>>>
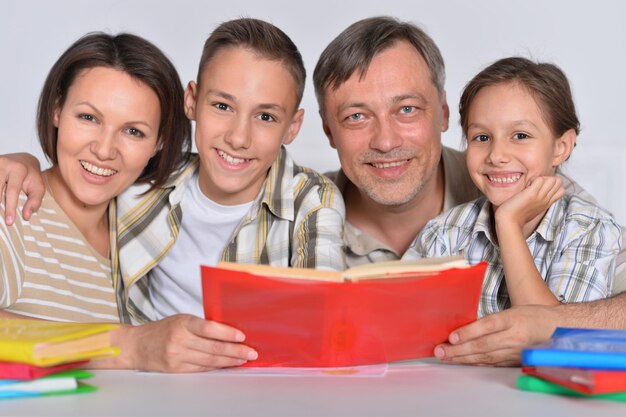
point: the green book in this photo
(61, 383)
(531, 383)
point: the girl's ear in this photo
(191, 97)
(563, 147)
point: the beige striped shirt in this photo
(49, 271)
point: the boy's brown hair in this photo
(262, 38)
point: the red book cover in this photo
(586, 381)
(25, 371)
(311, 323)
<<<
>>>
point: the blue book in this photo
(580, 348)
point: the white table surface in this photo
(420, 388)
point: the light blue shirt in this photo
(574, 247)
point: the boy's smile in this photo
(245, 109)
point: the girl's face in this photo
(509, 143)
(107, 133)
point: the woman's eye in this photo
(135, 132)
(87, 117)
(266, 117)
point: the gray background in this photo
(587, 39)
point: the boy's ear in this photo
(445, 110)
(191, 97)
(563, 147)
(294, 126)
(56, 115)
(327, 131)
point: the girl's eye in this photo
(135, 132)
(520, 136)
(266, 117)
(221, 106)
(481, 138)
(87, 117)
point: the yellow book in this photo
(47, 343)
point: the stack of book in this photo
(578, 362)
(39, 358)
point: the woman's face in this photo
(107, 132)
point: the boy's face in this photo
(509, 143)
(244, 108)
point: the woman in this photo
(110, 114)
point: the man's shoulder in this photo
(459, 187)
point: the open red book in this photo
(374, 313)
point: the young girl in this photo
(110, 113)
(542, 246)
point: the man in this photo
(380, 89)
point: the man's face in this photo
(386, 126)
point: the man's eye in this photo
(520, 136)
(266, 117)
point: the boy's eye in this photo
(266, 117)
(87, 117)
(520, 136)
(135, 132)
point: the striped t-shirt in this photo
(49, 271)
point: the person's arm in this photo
<<<
How many lines above, across both blocks, contain the word "book"? Reply with the number only.

WRITTEN RESPONSE:
6